This is a guest post written by former teacher Chanel Pfahl.

I recently came across a collection of lesson plans for K-8 teachers. I didn’t intend to spend hours rummaging through them, but one thing led to another.

Created in July 2022, the lesson plans are featured in a “Back-To-School Kit” on a website called “Welcoming Schools”. The site is produced by the HRC Foundation — the largest LGBTQ advocacy group in the United States — and it is recommended as a resource for educators by the Ontario elementary teachers’ union (ETFO).

As a former teacher who is currently being subjected to a formal investigation by my licensing body (the Ontario College of Teachers) for voicing what I believe are reasonable concerns about indoctrination in schools in a private Facebook group, I am drawn to these kinds of resources because however depressing their existence, they also carry hope. Hope that thousands more fellow Canadians might awaken and help put an end to this nonsense.
I’d like to believe most of us have a breaking point when it comes this illiberal ideology that calls itself inclusive and compassionate. My wake up call came from seeing a respected professor denounced by the university community and ultimately canceled for an innocent comment made online.

Others might start to think about this “gender” and “race” fanaticism in a different way when they come across a 19 year old who has had her breasts removed, her voice permanently altered, and her fertility stolen from her because as a teenager, she was led to believe that she was born “in the wrong body”, and later realized it was all a giant, irreversible error.
------------------------------------------------
» TASKS TO CARRY OUT:
• A. According to the guest post on school lesson plans, which organization produces the Welcoming Schools website?
• B. Continue the guest post on school lesson plans from the point where it stops.
The material after the guest post on school lesson plans has no connection to it.

» STORED DATA:
------------------------------------------------
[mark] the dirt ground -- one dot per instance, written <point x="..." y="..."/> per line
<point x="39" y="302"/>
------------------------------------------------
» WRITTEN ANSWERS:
• A. The HRC Foundation

• B.
For some, evidence that the teachers’ union considers these lessons appropriate for kindergarteners might just be the drop that makes the glass overflow.
This particular lesson is based on the book “They, She, He, easy as ABC”, by queer activist Maya Gonzalez. The story introduces 26 characters — one for each letter of the alphabet — each one referred to by special “pronouns”.

The first page of the lesson plan shows it is in line with some legitimate “academic standards” (see below). This 40 minute lesson, which also requires “1-2 periods for the art project”, corresponds to the curriculum expectations, in other words.

Nowhere does it mention any connection to the Health/Phys Ed curriculum, where these concepts might be explored with some degree of transparency in later years, however. Instead, the lesson seemingly aligns with the “Common Core State Standards” for English language arts (CCSS.ELA) — standards that are used throughout K-12 education in the US.

In fairness, the students are indeed interpreting a story and participating in conversations about it.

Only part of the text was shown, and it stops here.